**Written request 1:**
Translate into Spanish the following sentence from the commentary on Psalm 38:22: "A sense of urgency can drive a believer to call upon the Lord for help."
**Written request 2:**
Extend the commentary on Psalm 38:22 beyond its final sentence.

**Page extract:**
What does Psalm 38:22 mean?
ESV: Make haste to help me, O Lord, my salvation!
NIV: Come quickly to help me, my Lord and my Savior.
NASB: Hurry to help me, Lord, my salvation!
CSB: Hurry to help me, my Lord, my salvation.
NLT: Come quickly to help me, O Lord my savior.
KJV: Make haste to help me, O Lord my salvation.
NKJV: Make haste to help me, O Lord, my salvation!
Verse Commentary:
David's plight (Psalm 38:1–4, 8, 18) created a sense of urgency. He prays for God to act quickly, to restore David and relieve him of his misery. God's conviction and correction can be deeply painful to endure; yet this is part of God's mercy, since that pain drives us to repentance and reconciliation with Him. A sense of urgency can drive a believer to call upon the Lord for help. Hebrews 4:16 encourages this, saying, "Let us with then with confidence draw near to the throne of grace, that we may receive mercy and find grace to help in time of need."

The disciple Peter sensed his urgent need to be rescued from heavy waves that threatened his life. When he attempted to walk on water, then began to sink, he urgently appealed for rescue (Matthew 14:30). Jesus answered Peter's urgent call immediately. He reached out His hand and took hold of him (Matthew 14:31).

Region outline entries
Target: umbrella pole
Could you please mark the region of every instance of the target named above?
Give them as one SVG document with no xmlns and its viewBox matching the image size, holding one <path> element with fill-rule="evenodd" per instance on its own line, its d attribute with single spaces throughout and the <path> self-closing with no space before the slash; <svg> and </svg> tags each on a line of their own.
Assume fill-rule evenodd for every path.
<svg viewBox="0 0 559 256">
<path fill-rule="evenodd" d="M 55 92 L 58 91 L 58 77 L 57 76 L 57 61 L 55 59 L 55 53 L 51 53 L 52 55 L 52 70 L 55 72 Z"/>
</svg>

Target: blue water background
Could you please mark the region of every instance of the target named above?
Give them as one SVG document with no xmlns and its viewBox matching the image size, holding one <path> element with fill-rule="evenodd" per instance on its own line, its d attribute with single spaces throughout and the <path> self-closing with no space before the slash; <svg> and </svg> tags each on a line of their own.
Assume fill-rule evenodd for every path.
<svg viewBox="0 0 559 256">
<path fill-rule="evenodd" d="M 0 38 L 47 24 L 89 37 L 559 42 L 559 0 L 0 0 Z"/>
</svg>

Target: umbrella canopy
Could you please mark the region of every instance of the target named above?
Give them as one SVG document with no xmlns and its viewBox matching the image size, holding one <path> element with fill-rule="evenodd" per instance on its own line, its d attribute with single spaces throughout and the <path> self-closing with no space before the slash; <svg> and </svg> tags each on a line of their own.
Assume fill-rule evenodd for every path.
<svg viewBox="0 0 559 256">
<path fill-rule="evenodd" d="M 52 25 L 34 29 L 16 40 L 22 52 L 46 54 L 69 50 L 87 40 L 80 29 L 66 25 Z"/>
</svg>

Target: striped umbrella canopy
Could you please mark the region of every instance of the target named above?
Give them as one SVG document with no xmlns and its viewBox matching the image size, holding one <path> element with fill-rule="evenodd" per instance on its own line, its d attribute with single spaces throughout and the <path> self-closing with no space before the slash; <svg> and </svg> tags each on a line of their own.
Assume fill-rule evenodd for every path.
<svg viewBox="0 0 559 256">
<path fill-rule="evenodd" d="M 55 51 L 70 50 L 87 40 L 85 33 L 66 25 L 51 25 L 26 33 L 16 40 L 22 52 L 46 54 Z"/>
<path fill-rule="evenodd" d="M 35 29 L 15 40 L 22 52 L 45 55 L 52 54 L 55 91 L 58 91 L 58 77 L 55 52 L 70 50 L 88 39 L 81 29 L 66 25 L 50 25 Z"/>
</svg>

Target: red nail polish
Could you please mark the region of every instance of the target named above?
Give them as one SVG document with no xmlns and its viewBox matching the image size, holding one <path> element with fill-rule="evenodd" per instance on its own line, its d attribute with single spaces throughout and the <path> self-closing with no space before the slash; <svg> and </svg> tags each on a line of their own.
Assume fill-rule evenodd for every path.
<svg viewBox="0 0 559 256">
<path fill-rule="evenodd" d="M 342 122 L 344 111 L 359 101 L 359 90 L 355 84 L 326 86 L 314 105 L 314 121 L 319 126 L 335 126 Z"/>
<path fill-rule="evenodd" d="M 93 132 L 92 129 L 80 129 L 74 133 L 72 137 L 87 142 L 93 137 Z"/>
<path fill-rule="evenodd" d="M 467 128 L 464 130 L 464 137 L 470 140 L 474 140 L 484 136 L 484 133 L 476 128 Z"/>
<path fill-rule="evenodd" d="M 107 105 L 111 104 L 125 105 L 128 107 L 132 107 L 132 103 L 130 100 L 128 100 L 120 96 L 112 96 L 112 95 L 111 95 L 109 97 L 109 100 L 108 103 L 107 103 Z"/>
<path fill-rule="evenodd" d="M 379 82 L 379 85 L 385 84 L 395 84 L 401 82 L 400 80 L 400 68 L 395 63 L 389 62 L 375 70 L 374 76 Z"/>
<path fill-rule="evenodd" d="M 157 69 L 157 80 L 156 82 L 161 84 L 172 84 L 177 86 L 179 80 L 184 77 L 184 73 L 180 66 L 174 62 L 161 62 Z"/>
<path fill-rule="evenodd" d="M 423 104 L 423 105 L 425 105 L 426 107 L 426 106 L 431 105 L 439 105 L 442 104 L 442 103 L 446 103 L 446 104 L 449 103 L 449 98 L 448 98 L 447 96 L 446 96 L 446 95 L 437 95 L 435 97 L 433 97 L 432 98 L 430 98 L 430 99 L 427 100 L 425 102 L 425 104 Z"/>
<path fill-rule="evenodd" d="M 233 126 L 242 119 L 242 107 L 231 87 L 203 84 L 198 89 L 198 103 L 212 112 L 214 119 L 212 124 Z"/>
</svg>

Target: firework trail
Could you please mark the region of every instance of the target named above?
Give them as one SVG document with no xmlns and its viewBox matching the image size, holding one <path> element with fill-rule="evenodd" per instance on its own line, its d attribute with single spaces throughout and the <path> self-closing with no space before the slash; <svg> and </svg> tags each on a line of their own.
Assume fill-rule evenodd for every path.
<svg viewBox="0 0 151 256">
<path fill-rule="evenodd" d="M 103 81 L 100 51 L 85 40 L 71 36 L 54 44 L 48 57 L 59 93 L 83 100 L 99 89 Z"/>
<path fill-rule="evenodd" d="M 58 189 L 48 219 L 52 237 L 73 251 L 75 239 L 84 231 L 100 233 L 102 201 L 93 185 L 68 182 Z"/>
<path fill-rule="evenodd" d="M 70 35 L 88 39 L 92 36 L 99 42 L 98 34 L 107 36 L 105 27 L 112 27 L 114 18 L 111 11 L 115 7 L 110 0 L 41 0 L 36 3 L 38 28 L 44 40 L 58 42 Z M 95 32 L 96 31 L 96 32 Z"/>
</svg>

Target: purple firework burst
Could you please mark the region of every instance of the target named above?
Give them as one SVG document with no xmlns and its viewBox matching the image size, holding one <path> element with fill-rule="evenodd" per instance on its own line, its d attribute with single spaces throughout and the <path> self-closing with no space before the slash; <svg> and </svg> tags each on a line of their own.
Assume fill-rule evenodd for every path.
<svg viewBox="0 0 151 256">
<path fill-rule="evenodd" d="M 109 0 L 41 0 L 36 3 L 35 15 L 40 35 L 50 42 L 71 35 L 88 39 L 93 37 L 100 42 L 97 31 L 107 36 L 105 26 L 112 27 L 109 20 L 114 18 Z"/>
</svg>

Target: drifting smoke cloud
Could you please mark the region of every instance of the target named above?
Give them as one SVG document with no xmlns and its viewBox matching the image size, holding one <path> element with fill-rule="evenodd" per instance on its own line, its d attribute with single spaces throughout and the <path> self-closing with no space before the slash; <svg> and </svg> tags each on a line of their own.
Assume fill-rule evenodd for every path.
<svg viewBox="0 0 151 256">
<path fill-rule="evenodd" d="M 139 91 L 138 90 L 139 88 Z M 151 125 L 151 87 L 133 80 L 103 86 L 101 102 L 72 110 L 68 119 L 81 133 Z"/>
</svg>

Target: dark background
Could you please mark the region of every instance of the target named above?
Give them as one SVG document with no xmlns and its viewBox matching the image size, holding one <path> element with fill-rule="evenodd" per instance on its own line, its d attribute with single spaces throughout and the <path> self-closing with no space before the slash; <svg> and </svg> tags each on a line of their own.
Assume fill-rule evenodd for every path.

**Written answer 1:**
Un sentido de urgencia puede impulsar a un creyente a invocar al Señor en busca de ayuda.

**Written answer 2:**
Here, David addresses God as "my [his] salvation." He correctly recognized that only the Lord could deliver him from his sin, his suffering, and his enemies. Even while humbly admitting his sin, and expressing his pain, David was faithfully confident that the Lord would hear his prayer.
Verse Context:
Psalm 38:15–22 concludes David's plea just as it began: with a prayer. Having described his suffering, he prays now for forgiveness and for the Lord to silence his enemies. He asks God not to forsake him but to help him. His final words reveal his dependence on the Lord for deliverance. He addresses the Lord as "my salvation."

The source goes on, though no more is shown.